**Data section**
-=-=-=-=-
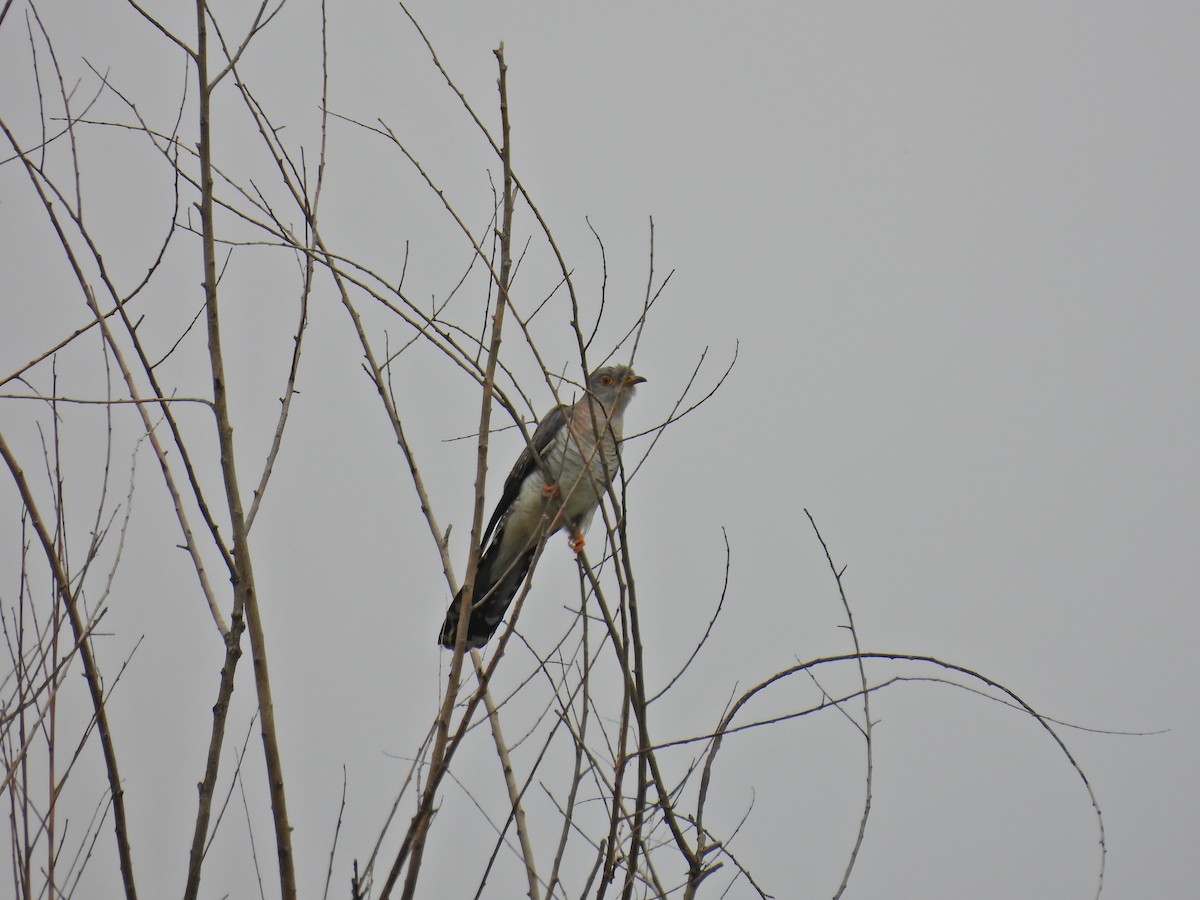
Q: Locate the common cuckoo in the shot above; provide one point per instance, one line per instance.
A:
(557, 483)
-=-=-=-=-
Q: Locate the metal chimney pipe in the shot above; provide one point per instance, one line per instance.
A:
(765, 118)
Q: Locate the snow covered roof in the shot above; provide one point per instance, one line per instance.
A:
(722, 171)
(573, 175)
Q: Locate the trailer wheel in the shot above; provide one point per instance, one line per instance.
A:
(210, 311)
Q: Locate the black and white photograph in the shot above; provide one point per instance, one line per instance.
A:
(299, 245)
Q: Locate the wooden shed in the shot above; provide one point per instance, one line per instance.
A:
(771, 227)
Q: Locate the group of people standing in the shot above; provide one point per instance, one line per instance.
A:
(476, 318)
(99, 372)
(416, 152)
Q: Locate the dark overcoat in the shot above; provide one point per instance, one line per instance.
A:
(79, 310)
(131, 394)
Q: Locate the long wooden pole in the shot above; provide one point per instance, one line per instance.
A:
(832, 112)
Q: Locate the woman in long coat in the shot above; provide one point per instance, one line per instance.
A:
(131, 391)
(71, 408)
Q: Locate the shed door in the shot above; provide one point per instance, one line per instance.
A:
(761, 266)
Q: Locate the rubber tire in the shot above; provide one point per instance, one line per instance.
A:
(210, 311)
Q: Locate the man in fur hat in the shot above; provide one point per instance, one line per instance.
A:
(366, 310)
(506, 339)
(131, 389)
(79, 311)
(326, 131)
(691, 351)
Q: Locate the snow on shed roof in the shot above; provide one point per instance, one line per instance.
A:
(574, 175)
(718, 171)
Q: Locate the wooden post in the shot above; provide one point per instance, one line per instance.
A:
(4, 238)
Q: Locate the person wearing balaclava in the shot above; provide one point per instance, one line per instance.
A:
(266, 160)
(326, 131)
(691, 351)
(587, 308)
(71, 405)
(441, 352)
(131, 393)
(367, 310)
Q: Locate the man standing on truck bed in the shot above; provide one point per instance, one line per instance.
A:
-=-=-=-=-
**Exercise**
Please give only the number of lines above that contain the word "long".

**Written answer**
2